> Tarea asignada:
Reproduzca el fragmento del texto sobre el Alzheimer comprendido entre "El Proyecto Alzheimer" y "hacer mucho más.", ambos incluidos, y cambie "pionero" por "precursor".

Pasado mañana es el Día Mundial del Alzheimer, la gran epidemia del siglo XXI. Es olvidar quién eres y quiénes son los que te quieren. Un terrible proceso que va destruyendo el cerebro, derrotando a los que lo sufren y dañando a sus seres más queridos. Una autodestrucción imparable y dolorosa. Olvidan vivir, olvidan amar, se olvidan de las personas amadas, se olvidan de sí mismos. Se olvidan de todo.

Cuando el fuego destruye un hogar, si no hay víctimas, lo peor es la sensación de desamparo que deja el haber perdido no los bienes, sino todos los recuerdos: las fotos, aquella carta irrepetible, un pequeño regalo de incalculable valor, eso que siempre nos acompañó y que ya no existe... El Alzheimer lo borra todo.

Todavía no hay medicinas que curen esta enfermedad; sólo hacen que el proceso no vaya tan deprisa. No hay una vacuna para evitar que se produzca. Los científicos siguen investigando, nos prometen soluciones, pero no llegarán al mercado posiblemente hasta dentro de una década. Y, a pesar de todo, hay que ser optimistas. Hoy se diagnostica mejor, sabemos mucho más que hace años, pero ignoramos todavía demasiado.

AFAL, una de las más activas asociaciones de familiares de enfermos ha tenido que crear un programa especial para enfermos menores de 60 años. El dato es aún más preocupante. La respuesta a las necesidades de los enfermos y de sus familiares no avanza. El Plan que aprobó el anterior Gobierno parece olvidado. Faltan Centros de Día, personal especializado, ayudas a las familias, que soportan la mayoría del gasto, y a las asociaciones, concienciación social y diagnóstico precoz. Estamos hablando de más de medio millón de enfermos (de los que sólo un 4 por ciento recibe tratamiento) y cerca de tres millones de personas afectadas, que sufren estas carencias. Estamos llegando tarde. Ante una enfermedad devastadora, que cada día afecta a personas más jóvenes y cuya extensión crece al mismo ritmo que se alarga la esperanza de vida, hay que hacer algo más. Con urgencia.

El Proyecto Alzheimer que está poniendo en marcha la Fundación Reina Sofía es un gran reto y una esperanza. Pretende ser pionero en el abordaje de esta enfermedad desde lo sanitario y lo social, uniendo en un gran centro la atención a los enfermos, el apoyo a los familiares, la formación de cuidadores y el impulso decidido a la investigación. Pero no es suficiente. Hay que hacer mucho más.

Datos de localización de objetos mediante lenguaje natural
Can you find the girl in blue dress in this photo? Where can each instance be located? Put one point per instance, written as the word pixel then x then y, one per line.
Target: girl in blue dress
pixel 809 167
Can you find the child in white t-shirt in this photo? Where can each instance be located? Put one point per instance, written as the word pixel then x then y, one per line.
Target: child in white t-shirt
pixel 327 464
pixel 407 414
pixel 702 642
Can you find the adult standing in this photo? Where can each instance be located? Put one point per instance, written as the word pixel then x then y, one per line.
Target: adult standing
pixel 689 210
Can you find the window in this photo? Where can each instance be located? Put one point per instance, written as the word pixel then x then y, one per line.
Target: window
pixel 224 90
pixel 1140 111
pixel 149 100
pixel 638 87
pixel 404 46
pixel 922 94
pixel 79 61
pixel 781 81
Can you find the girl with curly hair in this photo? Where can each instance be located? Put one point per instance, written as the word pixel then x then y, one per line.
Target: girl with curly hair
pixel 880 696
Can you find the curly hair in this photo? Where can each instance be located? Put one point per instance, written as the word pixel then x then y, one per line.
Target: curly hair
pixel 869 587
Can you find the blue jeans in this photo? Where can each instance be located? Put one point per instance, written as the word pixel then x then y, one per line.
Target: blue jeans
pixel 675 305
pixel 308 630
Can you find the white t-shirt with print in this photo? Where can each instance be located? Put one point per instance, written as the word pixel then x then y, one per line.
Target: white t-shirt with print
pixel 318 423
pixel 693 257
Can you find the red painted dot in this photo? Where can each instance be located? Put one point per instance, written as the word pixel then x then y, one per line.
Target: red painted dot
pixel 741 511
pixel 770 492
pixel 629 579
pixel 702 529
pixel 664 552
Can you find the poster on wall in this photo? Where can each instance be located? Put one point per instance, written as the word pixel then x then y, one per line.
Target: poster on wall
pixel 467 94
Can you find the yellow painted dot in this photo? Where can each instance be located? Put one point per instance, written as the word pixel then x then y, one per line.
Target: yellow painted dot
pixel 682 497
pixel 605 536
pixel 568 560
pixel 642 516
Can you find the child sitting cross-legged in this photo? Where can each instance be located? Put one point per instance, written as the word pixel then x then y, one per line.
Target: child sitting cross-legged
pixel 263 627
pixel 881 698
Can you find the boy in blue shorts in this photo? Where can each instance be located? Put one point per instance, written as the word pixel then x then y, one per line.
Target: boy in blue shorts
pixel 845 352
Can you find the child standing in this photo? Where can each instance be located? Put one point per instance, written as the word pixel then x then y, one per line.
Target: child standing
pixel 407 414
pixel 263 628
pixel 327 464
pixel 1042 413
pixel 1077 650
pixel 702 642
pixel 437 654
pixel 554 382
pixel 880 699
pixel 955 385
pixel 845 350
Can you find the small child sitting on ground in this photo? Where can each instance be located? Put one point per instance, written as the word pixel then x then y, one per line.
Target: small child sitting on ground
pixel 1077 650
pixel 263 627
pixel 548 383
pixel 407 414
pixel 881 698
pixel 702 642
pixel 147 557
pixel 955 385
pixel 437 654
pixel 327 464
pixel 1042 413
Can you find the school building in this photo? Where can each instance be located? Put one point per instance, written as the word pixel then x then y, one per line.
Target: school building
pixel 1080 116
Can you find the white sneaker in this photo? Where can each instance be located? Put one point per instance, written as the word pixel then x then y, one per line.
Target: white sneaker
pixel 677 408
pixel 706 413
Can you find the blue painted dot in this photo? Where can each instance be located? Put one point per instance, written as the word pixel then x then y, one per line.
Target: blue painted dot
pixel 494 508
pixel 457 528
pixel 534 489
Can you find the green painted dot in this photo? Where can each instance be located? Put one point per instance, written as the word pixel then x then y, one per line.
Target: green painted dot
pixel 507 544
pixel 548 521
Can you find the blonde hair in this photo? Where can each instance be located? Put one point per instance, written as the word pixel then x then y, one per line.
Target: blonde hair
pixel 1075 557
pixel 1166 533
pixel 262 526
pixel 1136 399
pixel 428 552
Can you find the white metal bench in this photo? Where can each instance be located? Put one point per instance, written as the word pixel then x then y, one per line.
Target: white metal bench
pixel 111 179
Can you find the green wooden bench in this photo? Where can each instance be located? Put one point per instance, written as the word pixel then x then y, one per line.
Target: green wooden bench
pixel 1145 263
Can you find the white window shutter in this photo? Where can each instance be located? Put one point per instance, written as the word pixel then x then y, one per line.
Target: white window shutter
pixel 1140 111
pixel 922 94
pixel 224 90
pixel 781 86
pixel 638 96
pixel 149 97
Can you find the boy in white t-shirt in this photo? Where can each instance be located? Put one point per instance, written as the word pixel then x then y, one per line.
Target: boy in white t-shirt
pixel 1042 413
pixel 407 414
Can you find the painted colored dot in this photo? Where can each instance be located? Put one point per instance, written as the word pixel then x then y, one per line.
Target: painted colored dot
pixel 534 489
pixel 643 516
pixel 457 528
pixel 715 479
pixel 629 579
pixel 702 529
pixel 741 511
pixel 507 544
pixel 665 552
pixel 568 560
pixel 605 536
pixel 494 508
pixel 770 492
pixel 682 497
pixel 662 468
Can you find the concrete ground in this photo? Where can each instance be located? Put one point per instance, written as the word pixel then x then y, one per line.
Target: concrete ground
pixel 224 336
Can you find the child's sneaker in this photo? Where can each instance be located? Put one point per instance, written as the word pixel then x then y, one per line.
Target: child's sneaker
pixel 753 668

> Resultado del ejercicio:
El Proyecto Alzheimer que está poniendo en marcha la Fundación Reina Sofía es un gran reto y una esperanza. Pretende ser precursor en el abordaje de esta enfermedad desde lo sanitario y lo social, uniendo en un gran centro la atención a los enfermos, el apoyo a los familiares, la formación de cuidadores y el impulso decidido a la investigación. Pero no es suficiente. Hay que hacer mucho más.